[Entries taken from a collection]
========
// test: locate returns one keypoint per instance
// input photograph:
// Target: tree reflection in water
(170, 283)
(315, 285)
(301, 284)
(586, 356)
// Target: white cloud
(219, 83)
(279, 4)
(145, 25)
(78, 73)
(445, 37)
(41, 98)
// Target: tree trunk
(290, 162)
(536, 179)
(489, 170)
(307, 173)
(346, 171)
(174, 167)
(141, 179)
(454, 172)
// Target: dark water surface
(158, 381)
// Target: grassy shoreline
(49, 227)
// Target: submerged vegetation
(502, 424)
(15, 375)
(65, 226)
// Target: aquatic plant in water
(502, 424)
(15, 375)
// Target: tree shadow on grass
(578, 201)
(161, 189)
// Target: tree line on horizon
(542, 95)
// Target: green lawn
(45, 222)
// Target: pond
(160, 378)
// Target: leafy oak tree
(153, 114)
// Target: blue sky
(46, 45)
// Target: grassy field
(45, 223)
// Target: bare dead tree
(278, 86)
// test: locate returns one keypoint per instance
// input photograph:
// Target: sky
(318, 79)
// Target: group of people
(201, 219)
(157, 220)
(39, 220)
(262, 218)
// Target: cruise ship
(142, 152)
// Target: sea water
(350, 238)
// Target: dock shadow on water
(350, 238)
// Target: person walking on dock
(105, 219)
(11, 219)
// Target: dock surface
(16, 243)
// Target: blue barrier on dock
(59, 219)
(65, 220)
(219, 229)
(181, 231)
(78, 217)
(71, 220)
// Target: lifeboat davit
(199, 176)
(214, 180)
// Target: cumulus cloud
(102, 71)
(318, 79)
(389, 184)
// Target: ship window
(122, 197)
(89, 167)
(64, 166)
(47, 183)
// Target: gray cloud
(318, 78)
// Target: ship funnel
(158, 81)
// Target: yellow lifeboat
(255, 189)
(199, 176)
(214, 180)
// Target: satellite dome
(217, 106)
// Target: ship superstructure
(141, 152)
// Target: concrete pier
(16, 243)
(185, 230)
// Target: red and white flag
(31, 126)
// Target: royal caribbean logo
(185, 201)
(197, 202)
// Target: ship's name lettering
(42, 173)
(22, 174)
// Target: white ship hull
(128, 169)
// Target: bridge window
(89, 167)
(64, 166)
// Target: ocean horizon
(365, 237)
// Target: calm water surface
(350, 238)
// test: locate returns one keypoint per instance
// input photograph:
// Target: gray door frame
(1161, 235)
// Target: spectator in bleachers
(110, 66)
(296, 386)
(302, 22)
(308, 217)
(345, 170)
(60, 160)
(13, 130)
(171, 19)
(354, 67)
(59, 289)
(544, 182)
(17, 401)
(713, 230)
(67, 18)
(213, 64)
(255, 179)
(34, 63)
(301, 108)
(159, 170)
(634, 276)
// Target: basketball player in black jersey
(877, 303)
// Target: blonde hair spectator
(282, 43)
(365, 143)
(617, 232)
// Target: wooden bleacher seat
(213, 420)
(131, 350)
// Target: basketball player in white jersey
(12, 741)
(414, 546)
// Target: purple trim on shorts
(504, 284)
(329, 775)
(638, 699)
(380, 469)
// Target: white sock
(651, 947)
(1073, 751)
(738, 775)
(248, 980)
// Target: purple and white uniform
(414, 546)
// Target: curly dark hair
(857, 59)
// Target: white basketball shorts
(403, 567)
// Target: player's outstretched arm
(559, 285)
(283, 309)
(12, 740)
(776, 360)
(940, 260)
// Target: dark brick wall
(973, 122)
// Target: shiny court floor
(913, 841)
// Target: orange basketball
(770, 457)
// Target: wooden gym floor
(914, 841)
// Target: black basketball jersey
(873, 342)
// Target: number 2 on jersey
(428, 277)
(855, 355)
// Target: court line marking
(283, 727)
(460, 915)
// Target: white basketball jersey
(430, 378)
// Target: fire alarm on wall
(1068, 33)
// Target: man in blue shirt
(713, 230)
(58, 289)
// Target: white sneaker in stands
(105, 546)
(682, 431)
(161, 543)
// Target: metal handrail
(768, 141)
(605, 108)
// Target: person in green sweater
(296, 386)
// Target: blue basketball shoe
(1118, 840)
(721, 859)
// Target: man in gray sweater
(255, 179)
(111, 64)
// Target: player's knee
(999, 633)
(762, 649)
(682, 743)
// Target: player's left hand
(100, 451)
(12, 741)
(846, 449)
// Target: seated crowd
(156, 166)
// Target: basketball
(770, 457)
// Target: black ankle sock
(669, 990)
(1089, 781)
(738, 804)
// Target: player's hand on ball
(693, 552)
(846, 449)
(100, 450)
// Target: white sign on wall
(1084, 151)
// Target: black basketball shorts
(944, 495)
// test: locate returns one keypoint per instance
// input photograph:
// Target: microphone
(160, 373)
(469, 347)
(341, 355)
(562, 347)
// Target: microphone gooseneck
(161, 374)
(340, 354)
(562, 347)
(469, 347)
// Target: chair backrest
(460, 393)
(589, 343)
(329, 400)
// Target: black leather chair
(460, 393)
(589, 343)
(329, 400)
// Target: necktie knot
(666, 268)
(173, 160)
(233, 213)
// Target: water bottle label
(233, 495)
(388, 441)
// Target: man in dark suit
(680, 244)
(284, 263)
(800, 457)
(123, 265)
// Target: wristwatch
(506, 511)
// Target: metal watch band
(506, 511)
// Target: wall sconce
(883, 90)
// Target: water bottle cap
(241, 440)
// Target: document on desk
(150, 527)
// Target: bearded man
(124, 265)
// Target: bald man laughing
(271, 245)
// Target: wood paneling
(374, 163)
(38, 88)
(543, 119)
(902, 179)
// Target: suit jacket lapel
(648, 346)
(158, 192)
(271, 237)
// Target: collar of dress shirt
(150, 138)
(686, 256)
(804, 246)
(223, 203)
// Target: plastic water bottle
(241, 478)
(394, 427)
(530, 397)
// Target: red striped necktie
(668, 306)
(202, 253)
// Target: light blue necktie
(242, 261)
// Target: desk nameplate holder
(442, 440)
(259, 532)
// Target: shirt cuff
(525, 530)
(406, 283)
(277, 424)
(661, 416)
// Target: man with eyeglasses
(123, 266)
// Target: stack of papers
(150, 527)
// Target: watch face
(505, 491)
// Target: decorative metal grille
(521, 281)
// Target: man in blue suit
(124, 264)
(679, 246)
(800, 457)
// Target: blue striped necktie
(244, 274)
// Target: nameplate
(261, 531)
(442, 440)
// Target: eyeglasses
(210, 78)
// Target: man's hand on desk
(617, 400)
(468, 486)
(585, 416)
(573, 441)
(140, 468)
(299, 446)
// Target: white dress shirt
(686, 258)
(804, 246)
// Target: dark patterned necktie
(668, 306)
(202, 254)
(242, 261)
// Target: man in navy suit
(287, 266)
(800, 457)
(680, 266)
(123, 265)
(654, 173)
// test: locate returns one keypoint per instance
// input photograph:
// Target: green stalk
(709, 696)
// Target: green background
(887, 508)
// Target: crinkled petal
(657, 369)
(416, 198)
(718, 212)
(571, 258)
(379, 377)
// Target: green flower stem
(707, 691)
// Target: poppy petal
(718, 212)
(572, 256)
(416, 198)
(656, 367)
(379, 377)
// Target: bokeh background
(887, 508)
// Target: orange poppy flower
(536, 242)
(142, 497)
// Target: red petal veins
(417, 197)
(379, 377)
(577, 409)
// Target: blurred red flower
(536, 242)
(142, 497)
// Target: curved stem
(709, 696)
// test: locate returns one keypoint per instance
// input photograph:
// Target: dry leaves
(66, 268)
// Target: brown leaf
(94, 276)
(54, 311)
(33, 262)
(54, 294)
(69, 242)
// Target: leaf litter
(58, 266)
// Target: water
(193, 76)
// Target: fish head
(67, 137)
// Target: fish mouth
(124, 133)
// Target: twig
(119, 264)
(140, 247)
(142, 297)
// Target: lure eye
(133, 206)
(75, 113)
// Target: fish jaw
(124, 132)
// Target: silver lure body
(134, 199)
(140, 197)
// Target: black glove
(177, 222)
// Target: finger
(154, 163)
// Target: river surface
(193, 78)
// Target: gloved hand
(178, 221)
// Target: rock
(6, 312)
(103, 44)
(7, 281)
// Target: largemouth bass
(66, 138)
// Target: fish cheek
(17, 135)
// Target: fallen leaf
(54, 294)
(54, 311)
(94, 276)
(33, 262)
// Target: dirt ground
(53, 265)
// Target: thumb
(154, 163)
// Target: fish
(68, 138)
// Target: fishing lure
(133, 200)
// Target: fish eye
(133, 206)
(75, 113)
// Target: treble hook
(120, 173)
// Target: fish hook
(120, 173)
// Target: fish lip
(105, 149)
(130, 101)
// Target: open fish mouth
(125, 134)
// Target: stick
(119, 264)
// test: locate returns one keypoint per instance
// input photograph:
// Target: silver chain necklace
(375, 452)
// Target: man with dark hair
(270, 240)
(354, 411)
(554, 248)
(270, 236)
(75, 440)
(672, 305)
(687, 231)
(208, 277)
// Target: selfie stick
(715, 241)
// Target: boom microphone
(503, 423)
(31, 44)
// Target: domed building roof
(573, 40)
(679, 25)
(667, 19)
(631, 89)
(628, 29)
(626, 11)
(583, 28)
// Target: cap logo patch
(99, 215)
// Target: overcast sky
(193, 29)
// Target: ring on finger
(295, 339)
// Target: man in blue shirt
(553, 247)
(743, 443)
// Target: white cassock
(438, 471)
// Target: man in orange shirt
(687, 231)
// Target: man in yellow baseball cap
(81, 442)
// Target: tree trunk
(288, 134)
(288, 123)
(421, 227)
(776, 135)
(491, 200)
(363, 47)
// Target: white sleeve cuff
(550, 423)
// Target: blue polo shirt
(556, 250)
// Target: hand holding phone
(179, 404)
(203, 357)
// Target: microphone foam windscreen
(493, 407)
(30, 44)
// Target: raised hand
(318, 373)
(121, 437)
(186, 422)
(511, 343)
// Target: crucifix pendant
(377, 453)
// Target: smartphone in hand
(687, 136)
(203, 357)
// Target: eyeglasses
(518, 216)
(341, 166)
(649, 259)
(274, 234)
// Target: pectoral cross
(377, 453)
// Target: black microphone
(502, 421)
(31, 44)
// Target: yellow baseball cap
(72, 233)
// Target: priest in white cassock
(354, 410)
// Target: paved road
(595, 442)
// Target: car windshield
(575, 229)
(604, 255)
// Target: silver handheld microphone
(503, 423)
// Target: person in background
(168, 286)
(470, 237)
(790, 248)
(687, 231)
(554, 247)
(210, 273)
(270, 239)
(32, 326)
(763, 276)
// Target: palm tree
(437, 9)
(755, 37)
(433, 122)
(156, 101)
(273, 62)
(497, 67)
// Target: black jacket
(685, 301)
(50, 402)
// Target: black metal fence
========
:: TASK DIRECTIONS ::
Retype the lines exactly, starting at the line that contains "in yellow baseball cap" and continuing through the last line.

:: SOLUTION ::
// Target: man in yellow baseball cap
(81, 442)
// Target: tree trunk
(288, 134)
(288, 123)
(421, 227)
(776, 135)
(491, 200)
(363, 47)
// Target: white sleeve cuff
(550, 423)
// Target: blue polo shirt
(556, 250)
// Target: hand holding phone
(179, 404)
(203, 357)
// Target: microphone foam windscreen
(493, 407)
(30, 44)
// Target: raised hand
(318, 373)
(121, 437)
(186, 422)
(511, 343)
// Target: crucifix pendant
(377, 453)
// Target: smartphone in hand
(687, 136)
(203, 357)
// Target: eyeglasses
(518, 216)
(341, 166)
(649, 259)
(274, 234)
// Target: pectoral cross
(377, 453)
// Target: black microphone
(502, 421)
(31, 44)
// Target: yellow baseball cap
(72, 233)
// Target: priest in white cassock
(354, 410)
// Target: paved road
(595, 442)
// Target: car windshield
(575, 229)
(604, 255)
// Target: silver handheld microphone
(503, 423)
// Target: person in background
(168, 286)
(470, 237)
(790, 248)
(687, 231)
(554, 247)
(210, 273)
(270, 239)
(32, 326)
(763, 276)
// Target: palm tree
(437, 9)
(755, 37)
(433, 122)
(156, 101)
(273, 62)
(497, 67)
// Target: black jacket
(685, 301)
(50, 402)
// Target: black metal fence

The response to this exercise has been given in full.